____ PROVIDED DATA
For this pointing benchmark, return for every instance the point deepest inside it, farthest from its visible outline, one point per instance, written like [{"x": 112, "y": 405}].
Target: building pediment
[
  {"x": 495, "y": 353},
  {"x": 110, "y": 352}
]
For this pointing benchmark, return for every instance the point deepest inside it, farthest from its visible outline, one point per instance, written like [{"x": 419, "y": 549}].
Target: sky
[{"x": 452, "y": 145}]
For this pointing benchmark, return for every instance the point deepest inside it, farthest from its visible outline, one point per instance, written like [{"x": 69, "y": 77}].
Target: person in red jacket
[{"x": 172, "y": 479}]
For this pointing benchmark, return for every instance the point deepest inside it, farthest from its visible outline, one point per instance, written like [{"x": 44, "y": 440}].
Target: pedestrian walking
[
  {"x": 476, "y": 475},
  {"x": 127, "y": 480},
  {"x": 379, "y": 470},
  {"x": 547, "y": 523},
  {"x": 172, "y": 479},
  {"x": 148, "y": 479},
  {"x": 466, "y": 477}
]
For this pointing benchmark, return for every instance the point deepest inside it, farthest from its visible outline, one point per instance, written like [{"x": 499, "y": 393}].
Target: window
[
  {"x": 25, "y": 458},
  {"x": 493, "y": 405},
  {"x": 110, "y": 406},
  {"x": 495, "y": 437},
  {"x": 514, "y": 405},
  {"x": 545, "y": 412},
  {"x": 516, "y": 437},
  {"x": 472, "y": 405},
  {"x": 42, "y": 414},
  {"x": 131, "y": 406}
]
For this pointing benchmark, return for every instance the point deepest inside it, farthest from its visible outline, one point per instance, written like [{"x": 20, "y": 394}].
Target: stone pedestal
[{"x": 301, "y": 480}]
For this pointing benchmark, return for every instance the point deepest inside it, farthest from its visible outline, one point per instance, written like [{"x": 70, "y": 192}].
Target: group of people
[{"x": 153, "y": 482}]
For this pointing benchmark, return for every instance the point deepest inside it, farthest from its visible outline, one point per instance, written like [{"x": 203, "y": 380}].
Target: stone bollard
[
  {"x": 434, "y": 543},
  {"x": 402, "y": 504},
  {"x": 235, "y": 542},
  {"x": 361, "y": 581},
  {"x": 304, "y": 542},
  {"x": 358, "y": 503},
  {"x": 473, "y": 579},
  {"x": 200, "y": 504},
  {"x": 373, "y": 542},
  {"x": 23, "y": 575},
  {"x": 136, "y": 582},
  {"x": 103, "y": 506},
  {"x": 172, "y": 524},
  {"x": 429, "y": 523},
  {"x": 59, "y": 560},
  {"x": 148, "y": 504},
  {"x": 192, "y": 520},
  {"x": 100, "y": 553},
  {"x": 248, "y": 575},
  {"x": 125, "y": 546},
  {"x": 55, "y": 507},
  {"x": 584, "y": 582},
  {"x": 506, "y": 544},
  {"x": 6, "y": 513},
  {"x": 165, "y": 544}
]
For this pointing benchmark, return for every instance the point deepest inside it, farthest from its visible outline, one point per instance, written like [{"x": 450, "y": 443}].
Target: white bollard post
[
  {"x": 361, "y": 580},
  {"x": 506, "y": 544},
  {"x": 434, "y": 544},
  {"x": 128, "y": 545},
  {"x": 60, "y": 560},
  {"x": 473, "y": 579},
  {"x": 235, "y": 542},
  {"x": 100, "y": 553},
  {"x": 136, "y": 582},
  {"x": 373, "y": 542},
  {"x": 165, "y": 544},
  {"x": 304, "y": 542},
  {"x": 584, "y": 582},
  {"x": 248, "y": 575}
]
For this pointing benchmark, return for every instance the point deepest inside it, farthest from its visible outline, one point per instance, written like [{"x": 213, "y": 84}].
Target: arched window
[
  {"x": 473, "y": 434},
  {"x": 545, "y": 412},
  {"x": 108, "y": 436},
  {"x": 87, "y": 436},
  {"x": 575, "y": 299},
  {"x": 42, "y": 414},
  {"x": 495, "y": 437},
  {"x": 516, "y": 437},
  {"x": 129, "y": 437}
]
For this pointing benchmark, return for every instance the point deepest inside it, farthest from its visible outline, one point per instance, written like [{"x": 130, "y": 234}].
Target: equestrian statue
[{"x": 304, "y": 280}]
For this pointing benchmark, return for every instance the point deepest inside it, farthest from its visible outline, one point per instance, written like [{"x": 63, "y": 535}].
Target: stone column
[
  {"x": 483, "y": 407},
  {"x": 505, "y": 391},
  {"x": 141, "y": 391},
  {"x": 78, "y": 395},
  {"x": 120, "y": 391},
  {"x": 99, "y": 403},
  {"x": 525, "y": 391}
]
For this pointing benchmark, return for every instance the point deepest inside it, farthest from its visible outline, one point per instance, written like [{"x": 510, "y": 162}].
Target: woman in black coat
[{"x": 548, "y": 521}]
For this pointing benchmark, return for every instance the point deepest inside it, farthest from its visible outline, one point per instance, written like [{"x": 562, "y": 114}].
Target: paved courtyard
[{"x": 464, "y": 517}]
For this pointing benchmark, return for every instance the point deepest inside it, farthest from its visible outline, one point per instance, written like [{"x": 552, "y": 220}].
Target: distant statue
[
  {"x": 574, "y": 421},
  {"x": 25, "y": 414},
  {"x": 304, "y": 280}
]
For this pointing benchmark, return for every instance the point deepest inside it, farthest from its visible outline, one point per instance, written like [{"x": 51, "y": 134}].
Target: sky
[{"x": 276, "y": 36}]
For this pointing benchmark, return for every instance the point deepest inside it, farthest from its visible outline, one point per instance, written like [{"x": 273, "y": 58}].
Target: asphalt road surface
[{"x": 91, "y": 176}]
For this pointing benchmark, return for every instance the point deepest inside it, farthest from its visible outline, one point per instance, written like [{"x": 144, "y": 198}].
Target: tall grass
________
§ **THE REQUEST**
Repeat the listing above without any change.

§ **REPLY TO THE EXERCISE**
For this pointing benchmark, return for every instance the point deepest inside it, farthest from its visible outline, one point per instance, written like [{"x": 112, "y": 405}].
Target: building pediment
[
  {"x": 495, "y": 353},
  {"x": 110, "y": 352}
]
For this pointing benchmark, return for every instance the point deepest inside it, farthest from its visible outline, one point per instance, written like [{"x": 419, "y": 549}].
Target: sky
[{"x": 452, "y": 145}]
For this pointing benchmark, return for every instance the point deepest inside it, farthest from its visible outline, one point per instance, written like [{"x": 69, "y": 77}].
Target: person in red jacket
[{"x": 172, "y": 479}]
For this pointing benchmark, return for every instance the point deepest inside it, farthest from its visible outline, one point per instance, written like [{"x": 44, "y": 440}].
Target: pedestrian walking
[
  {"x": 476, "y": 475},
  {"x": 127, "y": 480},
  {"x": 379, "y": 470},
  {"x": 547, "y": 523},
  {"x": 172, "y": 479},
  {"x": 148, "y": 479},
  {"x": 466, "y": 477}
]
For this pointing benchmark, return for every instance the point deepest inside it, farthest from its visible outline, one point per instance, written like [{"x": 499, "y": 393}].
Target: window
[
  {"x": 25, "y": 458},
  {"x": 493, "y": 405},
  {"x": 110, "y": 406},
  {"x": 495, "y": 437},
  {"x": 514, "y": 405},
  {"x": 545, "y": 412},
  {"x": 516, "y": 437},
  {"x": 472, "y": 405},
  {"x": 42, "y": 414},
  {"x": 131, "y": 406}
]
For this pointing benchmark, return for every instance the point deepest inside it, farthest from its visible outline, one point per instance, written like [{"x": 20, "y": 394}].
Target: stone pedestal
[{"x": 301, "y": 480}]
For this pointing benchmark, return for every instance the point deepest inside it, farthest from its visible outline, one point per instance, written like [{"x": 70, "y": 192}].
Target: group of people
[{"x": 153, "y": 482}]
For this pointing benchmark, return for every instance the point deepest inside it, farthest from its visible outline, one point per instance, written like [{"x": 203, "y": 380}].
Target: stone bollard
[
  {"x": 434, "y": 543},
  {"x": 402, "y": 504},
  {"x": 235, "y": 542},
  {"x": 361, "y": 581},
  {"x": 304, "y": 542},
  {"x": 358, "y": 503},
  {"x": 473, "y": 579},
  {"x": 200, "y": 504},
  {"x": 373, "y": 542},
  {"x": 23, "y": 575},
  {"x": 136, "y": 582},
  {"x": 103, "y": 506},
  {"x": 172, "y": 524},
  {"x": 429, "y": 523},
  {"x": 59, "y": 560},
  {"x": 148, "y": 504},
  {"x": 192, "y": 520},
  {"x": 100, "y": 553},
  {"x": 248, "y": 575},
  {"x": 125, "y": 546},
  {"x": 55, "y": 507},
  {"x": 584, "y": 582},
  {"x": 506, "y": 544},
  {"x": 6, "y": 513},
  {"x": 165, "y": 544}
]
For this pointing benchmark, return for every instance the point deepest inside it, farthest from its visible outline, one point per instance, written like [{"x": 450, "y": 443}].
Target: white bollard post
[
  {"x": 361, "y": 580},
  {"x": 506, "y": 544},
  {"x": 434, "y": 544},
  {"x": 128, "y": 545},
  {"x": 60, "y": 560},
  {"x": 473, "y": 579},
  {"x": 235, "y": 542},
  {"x": 100, "y": 553},
  {"x": 136, "y": 582},
  {"x": 373, "y": 542},
  {"x": 165, "y": 544},
  {"x": 304, "y": 542},
  {"x": 584, "y": 582},
  {"x": 248, "y": 575}
]
For this pointing benchmark, return for every instance the point deepest inside it, farthest from its visible outline, one point per instance, written like [{"x": 213, "y": 84}].
Target: arched window
[
  {"x": 473, "y": 434},
  {"x": 545, "y": 412},
  {"x": 108, "y": 436},
  {"x": 87, "y": 436},
  {"x": 575, "y": 299},
  {"x": 42, "y": 414},
  {"x": 495, "y": 437},
  {"x": 516, "y": 437},
  {"x": 129, "y": 437}
]
For this pointing benchmark, return for every instance the point deepest inside it, farthest from its visible outline, one point per instance, written like [{"x": 130, "y": 234}].
Target: equestrian statue
[{"x": 304, "y": 280}]
For this pointing benchmark, return for every instance the point deepest inside it, farthest from its visible outline, one point per instance, written like [{"x": 63, "y": 535}].
Target: stone column
[
  {"x": 483, "y": 407},
  {"x": 505, "y": 391},
  {"x": 141, "y": 391},
  {"x": 78, "y": 395},
  {"x": 120, "y": 391},
  {"x": 99, "y": 403},
  {"x": 525, "y": 391}
]
For this pointing benchmark, return for every instance the point deepest inside it, farthest from its visible outline, one point per instance, written like [{"x": 510, "y": 162}].
Target: woman in black coat
[{"x": 548, "y": 521}]
For this pointing benchmark, return for every instance the point deepest inside it, farthest from its visible outline, one point per instance, written like [{"x": 562, "y": 114}].
Target: paved courtyard
[{"x": 464, "y": 517}]
For this pointing benchmark, return for every instance the point deepest inside it, farthest from its visible outline, one point per instance, written like [{"x": 552, "y": 220}].
Target: distant statue
[
  {"x": 574, "y": 421},
  {"x": 25, "y": 414},
  {"x": 304, "y": 280}
]
For this pointing benchmark, return for every instance the point deepest inside it, farthest from its visible outline, one point per instance, written like [{"x": 51, "y": 134}].
Target: sky
[{"x": 276, "y": 36}]
For this pointing benchmark, return for every instance the point deepest inside it, farthest from its visible outline, one point per instance, written like [{"x": 273, "y": 58}].
Target: asphalt road surface
[{"x": 91, "y": 176}]
For this pointing benchmark, return for every instance the point deepest inside it, farthest from its visible outline, one point per instance, written like [{"x": 144, "y": 198}].
Target: tall grass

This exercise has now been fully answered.